===== Selected excerpt =====

BRISTOL - The state is underpaying hospitals across Connecticut for Medicaid reimbursements, leaving Bristol Hospital underpaid by about $2 million each quarter, according to the hospital’s president.
“We have great concern,” said Kurt Barwis, president and CEO of Bristol Hospital, reflecting on multiple projects the hospital has underway during one of his quarterly forums at the facility Tuesday.
According to Barwis, since October, when the state recalibrated its payment system to hospitals, hospitals across Connecticut have been underpaid for Medicaid reimbursements by 26 to 29 percent. Bristol Hospital, he said, has been underpaid by 28 percent, totaling about $2 million each quarter.
By the end of the fiscal year, Barwis said, if something doesn’t change, Bristol Hospital will be out about $8 million it is owed.
Without naming Gov. Ned Lamont or the previous Gov. Dannel Malloy, Barwis said hospitals in Connecticut were hopeful that their relationship with state officials would be better under the new administration than it was with the previous one. The hospital president and CEO added that state officials have acknowledged that they are underpaying hospitals as a result of an error and indicated that it would be rectified. That has not yet happened, he said.
“So right now the state actually is not adhering to the laws of the state by underpaying us,” Barwis said of the regulations in place surrounding Medicaid reimbursements.
“It’s causing serious, serious cash flow problems for hospitals across the state,” Barwis said, adding that he believes the money is recoverable.
Bristol Hospital last week received approval for an emergency line of credit, which was requested because of the dire situation created by the underpayment of Medicaid reimbursements.
Carl Schiessl, senior director, regulatory advocacy at Connecticut Hospital Association, attended Tuesday’s forum and said CHA is asking state officials to correct the “unintended error.” He added that Lamont’s budget proposal, which should be made public in the next few weeks, will give some answers to hospital officials’ questions and concerns.
Should state officials not honor their agreement with the Medicaid reimbursements, Schiessl said, CHA will have to take action.
“It’s a matter of them not doing what they were supposed to do,” Barwis said of the state.
Bristol Hospital officials also used Tuesday’s forum to talk about the hospital’s Bernie Guida Cardiac and Pulmonary Rehabilitation Center, which was renovated in 2014 thanks to a $100,000 donation by the Guida family.

===== Record excerpts =====

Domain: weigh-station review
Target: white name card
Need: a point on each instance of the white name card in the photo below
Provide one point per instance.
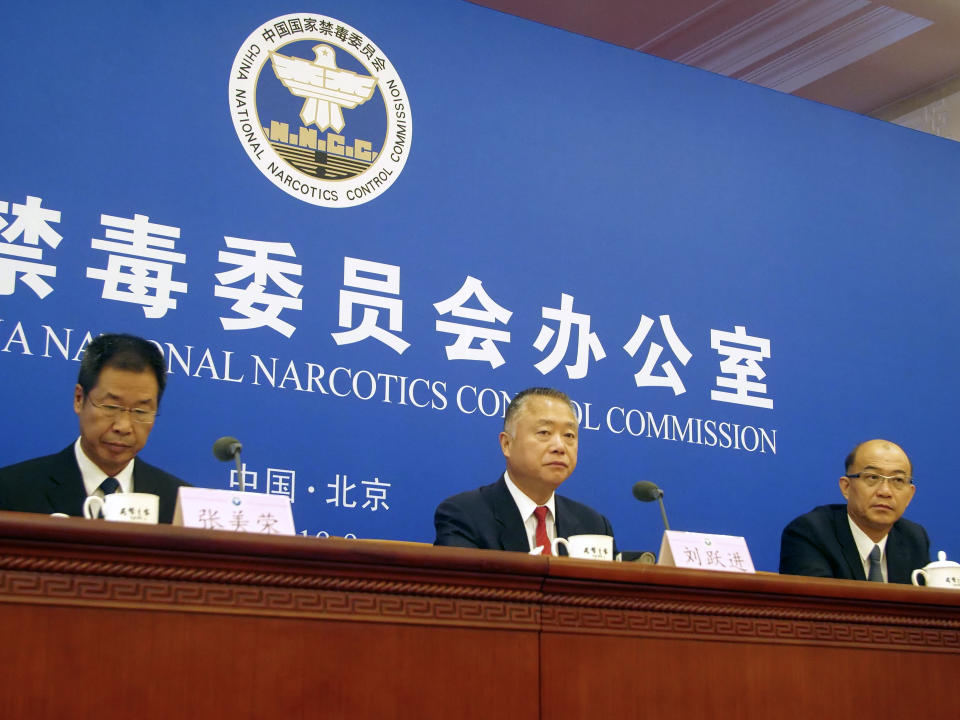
(703, 551)
(234, 511)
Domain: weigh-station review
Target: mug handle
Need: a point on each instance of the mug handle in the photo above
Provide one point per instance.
(90, 501)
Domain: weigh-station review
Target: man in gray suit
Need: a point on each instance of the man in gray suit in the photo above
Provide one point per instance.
(116, 399)
(867, 538)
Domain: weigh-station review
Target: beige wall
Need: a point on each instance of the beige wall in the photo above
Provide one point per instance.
(936, 111)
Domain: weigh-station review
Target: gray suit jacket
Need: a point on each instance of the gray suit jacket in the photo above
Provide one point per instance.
(820, 544)
(53, 483)
(488, 518)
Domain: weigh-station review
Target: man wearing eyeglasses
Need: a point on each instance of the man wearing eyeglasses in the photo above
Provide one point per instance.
(866, 539)
(116, 399)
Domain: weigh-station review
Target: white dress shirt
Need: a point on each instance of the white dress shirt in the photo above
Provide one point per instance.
(865, 546)
(526, 506)
(93, 475)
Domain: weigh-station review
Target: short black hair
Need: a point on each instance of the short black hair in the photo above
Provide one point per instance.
(122, 352)
(513, 409)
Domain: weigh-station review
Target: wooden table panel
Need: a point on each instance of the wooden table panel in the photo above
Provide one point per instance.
(112, 620)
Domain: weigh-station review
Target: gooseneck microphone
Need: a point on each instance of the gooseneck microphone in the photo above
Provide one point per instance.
(646, 491)
(227, 448)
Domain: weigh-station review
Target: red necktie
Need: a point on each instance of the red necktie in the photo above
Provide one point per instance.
(540, 537)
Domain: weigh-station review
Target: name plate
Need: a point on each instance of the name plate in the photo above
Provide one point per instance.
(703, 551)
(234, 511)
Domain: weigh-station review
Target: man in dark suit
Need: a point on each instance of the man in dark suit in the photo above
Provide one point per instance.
(521, 511)
(116, 400)
(866, 539)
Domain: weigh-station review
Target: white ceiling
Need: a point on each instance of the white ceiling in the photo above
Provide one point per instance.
(855, 54)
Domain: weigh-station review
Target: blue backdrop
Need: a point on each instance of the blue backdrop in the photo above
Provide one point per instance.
(577, 181)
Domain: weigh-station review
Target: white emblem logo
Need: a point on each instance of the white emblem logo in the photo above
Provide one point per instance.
(320, 110)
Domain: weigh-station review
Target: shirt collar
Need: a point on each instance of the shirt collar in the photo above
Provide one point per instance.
(92, 475)
(864, 543)
(524, 503)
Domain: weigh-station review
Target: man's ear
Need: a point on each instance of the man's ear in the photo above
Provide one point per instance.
(505, 444)
(845, 486)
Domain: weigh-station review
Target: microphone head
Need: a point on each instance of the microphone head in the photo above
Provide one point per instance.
(226, 447)
(646, 491)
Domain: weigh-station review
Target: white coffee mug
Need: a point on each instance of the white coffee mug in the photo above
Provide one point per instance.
(125, 507)
(590, 547)
(942, 573)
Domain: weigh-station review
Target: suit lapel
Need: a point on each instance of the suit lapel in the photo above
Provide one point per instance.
(512, 533)
(847, 544)
(65, 490)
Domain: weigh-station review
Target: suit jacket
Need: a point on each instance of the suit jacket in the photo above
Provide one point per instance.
(489, 519)
(53, 483)
(820, 544)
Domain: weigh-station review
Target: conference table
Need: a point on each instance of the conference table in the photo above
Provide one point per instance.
(118, 620)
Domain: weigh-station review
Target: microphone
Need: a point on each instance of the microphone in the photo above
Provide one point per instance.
(227, 448)
(646, 491)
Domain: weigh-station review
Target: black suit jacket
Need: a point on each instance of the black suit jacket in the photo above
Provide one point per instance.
(489, 519)
(53, 483)
(820, 544)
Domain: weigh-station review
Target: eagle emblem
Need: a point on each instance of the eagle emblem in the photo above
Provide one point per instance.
(324, 87)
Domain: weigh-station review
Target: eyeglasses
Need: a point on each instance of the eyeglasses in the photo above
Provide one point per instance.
(897, 482)
(138, 415)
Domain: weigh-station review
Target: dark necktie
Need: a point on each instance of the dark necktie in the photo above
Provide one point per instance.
(108, 486)
(540, 536)
(876, 574)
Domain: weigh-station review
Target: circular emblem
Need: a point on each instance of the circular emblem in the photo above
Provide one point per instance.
(320, 110)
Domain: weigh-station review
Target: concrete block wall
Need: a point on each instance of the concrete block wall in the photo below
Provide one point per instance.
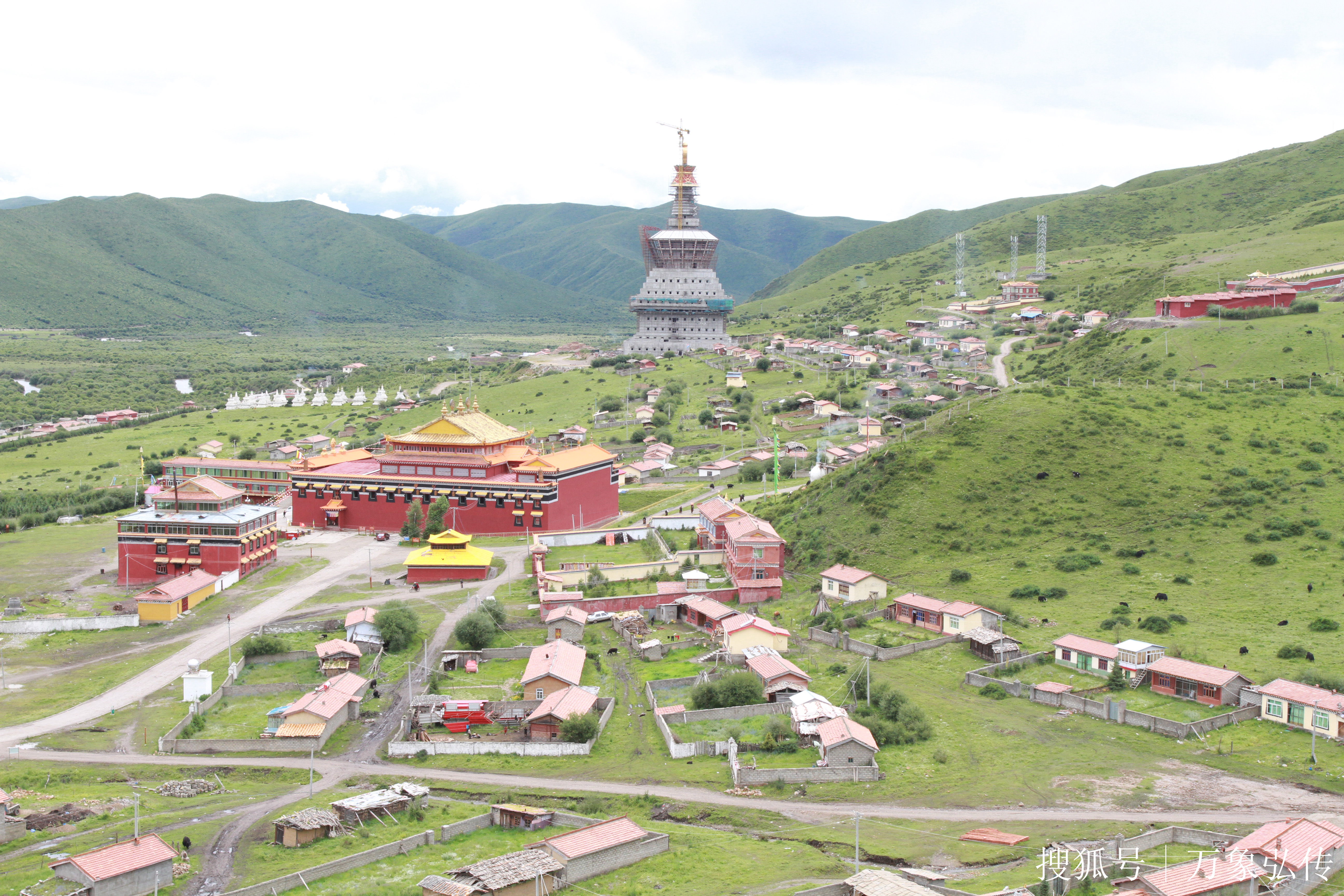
(337, 867)
(466, 827)
(609, 860)
(71, 624)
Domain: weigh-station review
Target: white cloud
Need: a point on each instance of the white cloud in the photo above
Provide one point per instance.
(323, 199)
(851, 108)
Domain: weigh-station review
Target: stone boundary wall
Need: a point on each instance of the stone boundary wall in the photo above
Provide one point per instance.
(71, 624)
(404, 749)
(337, 867)
(1116, 711)
(842, 641)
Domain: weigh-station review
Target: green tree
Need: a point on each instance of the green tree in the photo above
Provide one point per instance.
(413, 526)
(580, 729)
(475, 631)
(398, 625)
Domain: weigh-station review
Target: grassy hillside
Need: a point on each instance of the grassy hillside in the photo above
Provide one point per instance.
(897, 238)
(221, 261)
(596, 249)
(1175, 232)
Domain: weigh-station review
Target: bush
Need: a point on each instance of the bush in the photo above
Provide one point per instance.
(398, 625)
(580, 729)
(475, 631)
(260, 645)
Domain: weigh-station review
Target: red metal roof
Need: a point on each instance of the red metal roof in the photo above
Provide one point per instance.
(1194, 671)
(1307, 695)
(1089, 645)
(1201, 876)
(839, 730)
(560, 660)
(119, 859)
(1293, 842)
(593, 839)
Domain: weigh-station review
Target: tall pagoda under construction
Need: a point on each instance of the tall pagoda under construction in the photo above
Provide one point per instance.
(682, 307)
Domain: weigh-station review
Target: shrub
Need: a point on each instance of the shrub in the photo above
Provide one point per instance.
(475, 631)
(258, 645)
(580, 729)
(398, 625)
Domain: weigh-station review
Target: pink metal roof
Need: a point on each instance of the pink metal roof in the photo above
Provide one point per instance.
(850, 576)
(1194, 671)
(744, 621)
(1307, 695)
(1293, 842)
(562, 704)
(769, 667)
(560, 660)
(119, 859)
(1201, 876)
(337, 647)
(839, 730)
(1089, 645)
(593, 839)
(1054, 687)
(363, 614)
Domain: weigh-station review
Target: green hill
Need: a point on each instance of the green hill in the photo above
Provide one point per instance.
(897, 238)
(1181, 230)
(596, 249)
(225, 262)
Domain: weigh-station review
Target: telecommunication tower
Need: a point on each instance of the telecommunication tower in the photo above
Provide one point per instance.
(962, 265)
(1041, 244)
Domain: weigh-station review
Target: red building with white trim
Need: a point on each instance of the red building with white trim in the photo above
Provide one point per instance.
(495, 483)
(198, 524)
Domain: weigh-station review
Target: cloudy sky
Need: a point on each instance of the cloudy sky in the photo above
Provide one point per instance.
(865, 109)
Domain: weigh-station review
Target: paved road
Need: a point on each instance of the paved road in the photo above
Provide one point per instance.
(1005, 350)
(337, 770)
(210, 641)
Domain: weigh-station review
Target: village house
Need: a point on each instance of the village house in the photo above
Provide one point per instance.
(553, 667)
(545, 722)
(1087, 655)
(167, 601)
(307, 825)
(127, 868)
(851, 584)
(565, 624)
(323, 710)
(338, 657)
(743, 632)
(522, 874)
(779, 678)
(941, 616)
(1303, 851)
(1189, 680)
(845, 742)
(601, 848)
(362, 632)
(1292, 704)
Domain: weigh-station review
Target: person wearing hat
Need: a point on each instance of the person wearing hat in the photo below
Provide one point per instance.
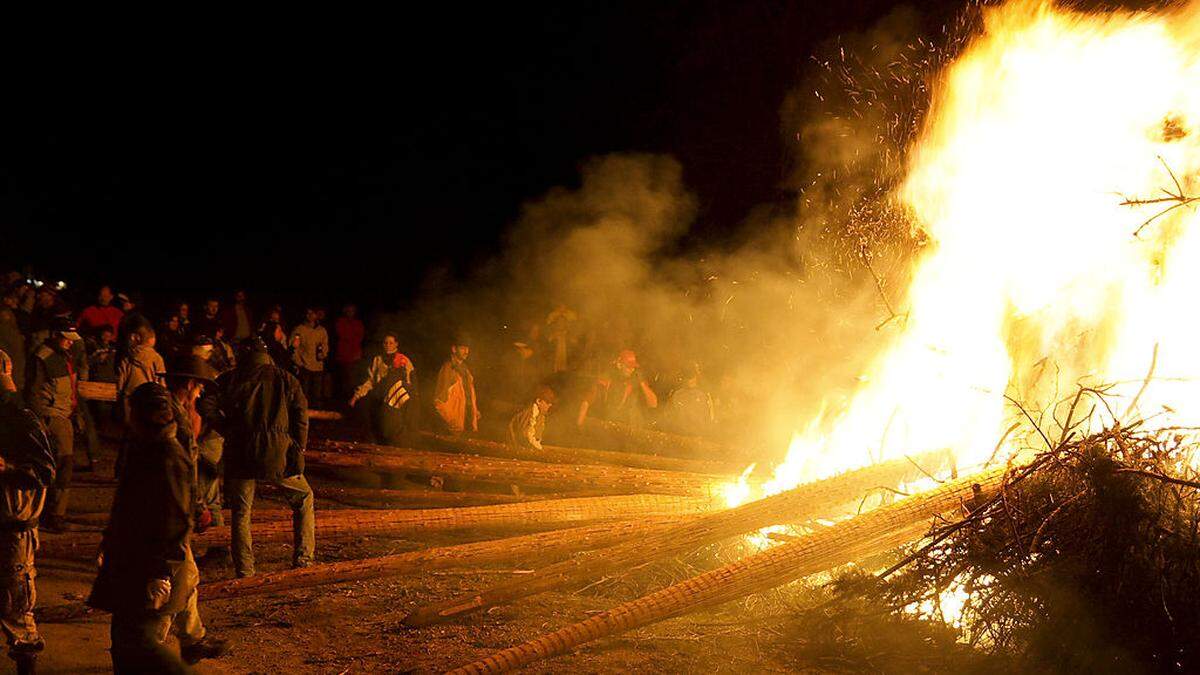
(148, 575)
(265, 434)
(528, 425)
(141, 364)
(189, 377)
(27, 470)
(622, 395)
(454, 398)
(391, 383)
(51, 390)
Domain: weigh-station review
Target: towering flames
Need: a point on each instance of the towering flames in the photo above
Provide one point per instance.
(1033, 280)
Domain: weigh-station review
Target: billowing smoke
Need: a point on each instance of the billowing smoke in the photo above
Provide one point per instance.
(781, 326)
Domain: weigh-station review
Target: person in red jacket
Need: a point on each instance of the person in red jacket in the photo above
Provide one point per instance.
(348, 333)
(102, 314)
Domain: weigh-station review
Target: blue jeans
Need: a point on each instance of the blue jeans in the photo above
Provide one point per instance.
(240, 493)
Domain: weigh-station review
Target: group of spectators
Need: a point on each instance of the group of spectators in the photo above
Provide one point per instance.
(207, 405)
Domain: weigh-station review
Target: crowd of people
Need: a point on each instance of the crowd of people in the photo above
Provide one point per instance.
(209, 405)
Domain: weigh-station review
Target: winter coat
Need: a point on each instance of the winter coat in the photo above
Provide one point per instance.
(265, 422)
(395, 372)
(149, 529)
(313, 347)
(349, 333)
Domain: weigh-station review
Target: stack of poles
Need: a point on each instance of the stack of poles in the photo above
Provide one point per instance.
(641, 507)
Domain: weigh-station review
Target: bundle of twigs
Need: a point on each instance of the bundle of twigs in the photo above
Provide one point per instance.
(1091, 563)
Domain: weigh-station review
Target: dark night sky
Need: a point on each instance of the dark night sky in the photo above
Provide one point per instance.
(348, 155)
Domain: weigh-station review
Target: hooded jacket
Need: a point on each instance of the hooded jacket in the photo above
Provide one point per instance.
(29, 465)
(265, 422)
(149, 527)
(51, 383)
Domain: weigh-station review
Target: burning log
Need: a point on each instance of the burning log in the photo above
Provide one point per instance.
(561, 454)
(352, 524)
(851, 539)
(801, 503)
(555, 477)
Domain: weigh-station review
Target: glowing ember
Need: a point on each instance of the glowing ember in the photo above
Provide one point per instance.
(1033, 280)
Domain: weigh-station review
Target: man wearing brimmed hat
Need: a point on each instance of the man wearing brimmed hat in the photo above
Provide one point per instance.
(51, 392)
(265, 430)
(148, 575)
(27, 470)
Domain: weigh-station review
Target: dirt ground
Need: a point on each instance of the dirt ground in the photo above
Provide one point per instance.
(355, 627)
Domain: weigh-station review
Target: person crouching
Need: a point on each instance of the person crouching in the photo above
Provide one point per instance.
(148, 578)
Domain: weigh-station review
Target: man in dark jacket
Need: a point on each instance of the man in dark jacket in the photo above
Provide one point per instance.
(148, 578)
(267, 430)
(27, 469)
(51, 392)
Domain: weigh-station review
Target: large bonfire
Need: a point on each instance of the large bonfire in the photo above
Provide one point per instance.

=====

What you need to do: List every distinct dollar amount given in the article on Bristol Hospital's Medicaid reimbursements, and note what each one refers to.

Solution:
- $2 million: the amount by which Bristol Hospital is underpaid each quarter
- $8 million: the amount the hospital will be out by the end of the fiscal year if something doesn't change
- $100,000: the Guida family's donation, which paid for the 2014 renovation of the Bernie Guida Cardiac and Pulmonary Rehabilitation Center